[PAGE EXTRACT]
*-*-*

Part 4 of ATCSA grants the Home Secretary the power to deport or detain indefinitely any non-citizen he reasonably believes to be an international terrorist. This power is a long-standing feature of immigration law, and specifically exempted in Article 5 of the European Convention on Human Rights (ECHR, 1950) from the general prohibition on detention without trial and conviction. In this sense it is relatively uncontroversial.
But the use of such power presented a problem for the British government. If they decided to deport someone they suspected of terrorism back to a country where that person was likely to be put at risk from torture or other inhuman and degrading treatment, then although allowed by Article 5 it would breach Article 3 of the ECHR. If this prevented the eventual removal of the non-citizen, it would prevent also detention pending removal, thus rendering the governments technical right to detain invalid.
So in order to be able to detain non-nationals without trial the government decided to opt out of (or derogate) from Article 5 of the convention. Such derogation can only be done under the conventions Article 15 if there is a war or public emergency threatening the life of the nation; and in that case, the measures taken must be limited to the extent strictly required by the exigencies of the situation.

*-*-*

[MATERIAL FOR THIS TASK]
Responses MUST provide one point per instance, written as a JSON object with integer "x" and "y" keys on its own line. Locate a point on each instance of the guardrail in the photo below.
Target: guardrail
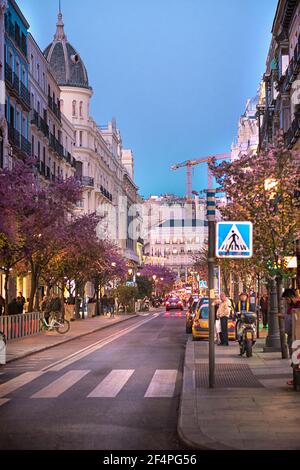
{"x": 20, "y": 326}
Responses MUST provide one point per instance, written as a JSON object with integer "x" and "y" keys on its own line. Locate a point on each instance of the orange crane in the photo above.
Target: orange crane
{"x": 189, "y": 164}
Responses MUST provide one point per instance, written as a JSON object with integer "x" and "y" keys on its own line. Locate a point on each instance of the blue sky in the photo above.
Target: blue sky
{"x": 175, "y": 74}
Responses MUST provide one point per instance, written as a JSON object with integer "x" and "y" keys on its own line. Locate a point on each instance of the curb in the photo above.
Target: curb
{"x": 44, "y": 348}
{"x": 191, "y": 434}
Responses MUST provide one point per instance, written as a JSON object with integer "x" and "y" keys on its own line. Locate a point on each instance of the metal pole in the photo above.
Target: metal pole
{"x": 211, "y": 216}
{"x": 273, "y": 338}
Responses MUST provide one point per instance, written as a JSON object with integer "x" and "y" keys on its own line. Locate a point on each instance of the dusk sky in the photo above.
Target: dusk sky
{"x": 175, "y": 74}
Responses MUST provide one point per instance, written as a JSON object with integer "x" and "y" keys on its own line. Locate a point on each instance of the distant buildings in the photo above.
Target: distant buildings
{"x": 279, "y": 106}
{"x": 248, "y": 136}
{"x": 175, "y": 230}
{"x": 44, "y": 112}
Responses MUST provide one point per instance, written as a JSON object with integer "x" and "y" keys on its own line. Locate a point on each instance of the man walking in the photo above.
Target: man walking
{"x": 263, "y": 303}
{"x": 223, "y": 314}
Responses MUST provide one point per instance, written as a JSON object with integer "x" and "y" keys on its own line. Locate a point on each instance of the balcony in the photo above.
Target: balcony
{"x": 292, "y": 135}
{"x": 14, "y": 137}
{"x": 47, "y": 173}
{"x": 15, "y": 36}
{"x": 34, "y": 119}
{"x": 19, "y": 141}
{"x": 8, "y": 75}
{"x": 106, "y": 193}
{"x": 42, "y": 168}
{"x": 87, "y": 181}
{"x": 25, "y": 146}
{"x": 24, "y": 94}
{"x": 54, "y": 108}
{"x": 43, "y": 126}
{"x": 16, "y": 83}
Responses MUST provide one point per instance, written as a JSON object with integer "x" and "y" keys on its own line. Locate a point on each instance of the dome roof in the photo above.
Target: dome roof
{"x": 65, "y": 62}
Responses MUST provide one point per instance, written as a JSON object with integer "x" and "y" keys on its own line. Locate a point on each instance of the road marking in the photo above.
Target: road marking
{"x": 59, "y": 386}
{"x": 112, "y": 384}
{"x": 18, "y": 382}
{"x": 61, "y": 364}
{"x": 3, "y": 401}
{"x": 162, "y": 384}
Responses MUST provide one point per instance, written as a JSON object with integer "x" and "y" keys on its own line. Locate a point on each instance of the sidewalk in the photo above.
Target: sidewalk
{"x": 251, "y": 406}
{"x": 23, "y": 347}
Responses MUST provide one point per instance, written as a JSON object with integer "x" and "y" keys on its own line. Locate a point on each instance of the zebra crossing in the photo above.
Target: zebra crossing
{"x": 162, "y": 384}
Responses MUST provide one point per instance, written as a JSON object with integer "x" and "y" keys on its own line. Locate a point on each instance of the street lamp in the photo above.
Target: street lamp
{"x": 273, "y": 339}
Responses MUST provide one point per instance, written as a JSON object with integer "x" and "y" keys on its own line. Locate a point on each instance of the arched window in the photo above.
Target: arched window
{"x": 74, "y": 108}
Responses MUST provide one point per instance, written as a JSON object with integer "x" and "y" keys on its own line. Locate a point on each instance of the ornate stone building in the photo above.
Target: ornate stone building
{"x": 104, "y": 167}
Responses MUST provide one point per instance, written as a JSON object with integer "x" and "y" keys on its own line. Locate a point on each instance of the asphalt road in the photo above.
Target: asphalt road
{"x": 117, "y": 389}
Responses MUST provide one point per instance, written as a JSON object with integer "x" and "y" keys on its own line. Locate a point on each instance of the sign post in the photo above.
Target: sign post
{"x": 234, "y": 240}
{"x": 211, "y": 217}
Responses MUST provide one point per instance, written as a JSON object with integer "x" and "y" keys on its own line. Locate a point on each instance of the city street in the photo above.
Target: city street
{"x": 121, "y": 393}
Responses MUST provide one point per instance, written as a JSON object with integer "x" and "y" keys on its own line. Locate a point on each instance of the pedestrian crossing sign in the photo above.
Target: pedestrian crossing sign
{"x": 234, "y": 240}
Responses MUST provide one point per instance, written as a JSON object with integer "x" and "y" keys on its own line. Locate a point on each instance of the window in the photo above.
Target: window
{"x": 74, "y": 108}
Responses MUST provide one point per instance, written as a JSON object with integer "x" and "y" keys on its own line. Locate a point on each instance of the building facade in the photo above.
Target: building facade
{"x": 17, "y": 103}
{"x": 279, "y": 103}
{"x": 51, "y": 133}
{"x": 105, "y": 168}
{"x": 247, "y": 140}
{"x": 174, "y": 232}
{"x": 3, "y": 126}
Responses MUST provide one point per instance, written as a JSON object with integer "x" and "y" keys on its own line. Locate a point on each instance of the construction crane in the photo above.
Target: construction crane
{"x": 189, "y": 164}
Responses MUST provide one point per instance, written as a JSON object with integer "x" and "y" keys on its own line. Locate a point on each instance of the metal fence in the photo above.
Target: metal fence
{"x": 20, "y": 326}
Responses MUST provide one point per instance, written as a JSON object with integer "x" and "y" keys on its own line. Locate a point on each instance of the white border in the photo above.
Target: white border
{"x": 250, "y": 224}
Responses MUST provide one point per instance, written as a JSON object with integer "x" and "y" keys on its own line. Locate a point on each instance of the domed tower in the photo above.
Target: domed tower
{"x": 70, "y": 73}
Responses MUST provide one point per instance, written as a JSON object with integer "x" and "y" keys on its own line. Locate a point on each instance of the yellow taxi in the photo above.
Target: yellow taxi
{"x": 200, "y": 327}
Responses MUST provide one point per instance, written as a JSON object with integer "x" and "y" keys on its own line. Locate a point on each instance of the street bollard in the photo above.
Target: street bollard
{"x": 2, "y": 348}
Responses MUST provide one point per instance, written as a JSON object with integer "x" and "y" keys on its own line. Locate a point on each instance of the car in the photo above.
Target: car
{"x": 200, "y": 326}
{"x": 174, "y": 302}
{"x": 189, "y": 318}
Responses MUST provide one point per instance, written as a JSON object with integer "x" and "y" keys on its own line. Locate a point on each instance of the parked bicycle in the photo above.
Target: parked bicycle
{"x": 60, "y": 325}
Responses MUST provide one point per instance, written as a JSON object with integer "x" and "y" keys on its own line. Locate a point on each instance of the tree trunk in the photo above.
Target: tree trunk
{"x": 77, "y": 303}
{"x": 284, "y": 347}
{"x": 97, "y": 313}
{"x": 6, "y": 279}
{"x": 34, "y": 283}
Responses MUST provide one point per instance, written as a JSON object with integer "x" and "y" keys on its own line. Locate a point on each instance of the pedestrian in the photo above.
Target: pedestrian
{"x": 243, "y": 304}
{"x": 13, "y": 307}
{"x": 26, "y": 305}
{"x": 223, "y": 314}
{"x": 217, "y": 302}
{"x": 293, "y": 301}
{"x": 264, "y": 307}
{"x": 105, "y": 304}
{"x": 2, "y": 305}
{"x": 46, "y": 307}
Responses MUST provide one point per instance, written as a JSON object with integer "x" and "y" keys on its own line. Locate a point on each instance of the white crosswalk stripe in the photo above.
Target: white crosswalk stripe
{"x": 112, "y": 384}
{"x": 59, "y": 386}
{"x": 162, "y": 384}
{"x": 18, "y": 382}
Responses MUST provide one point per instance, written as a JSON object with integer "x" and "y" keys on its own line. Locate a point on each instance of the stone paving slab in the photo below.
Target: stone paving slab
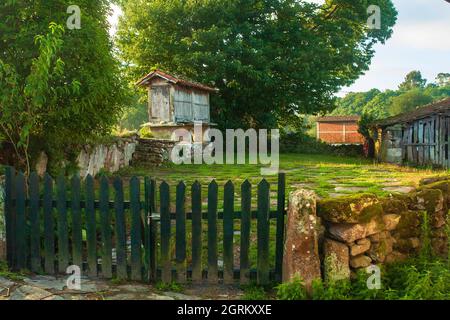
{"x": 55, "y": 288}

*-*-*

[WORK TO DO]
a – Echo everything from "But the use" down to "to detain invalid." in the passage on detention without trial.
b – Return each line of the rows that contains the string "pole".

[REPLIES]
a –
But the use of such power presented a problem for the British government. If they decided to deport someone they suspected of terrorism back to a country where that person was likely to be put at risk from torture or other inhuman and degrading treatment, then although allowed by Article 5 it would breach Article 3 of the ECHR. If this prevented the eventual removal of the non-citizen, it would prevent also detention pending removal, thus rendering the governments technical right to detain invalid.

b –
Responses MUST provide one point per instance, written as a JSON object with integer "x" and "y" keys on its own line. Locate a point on each instance of the metal pole in the photo above.
Target: metal pole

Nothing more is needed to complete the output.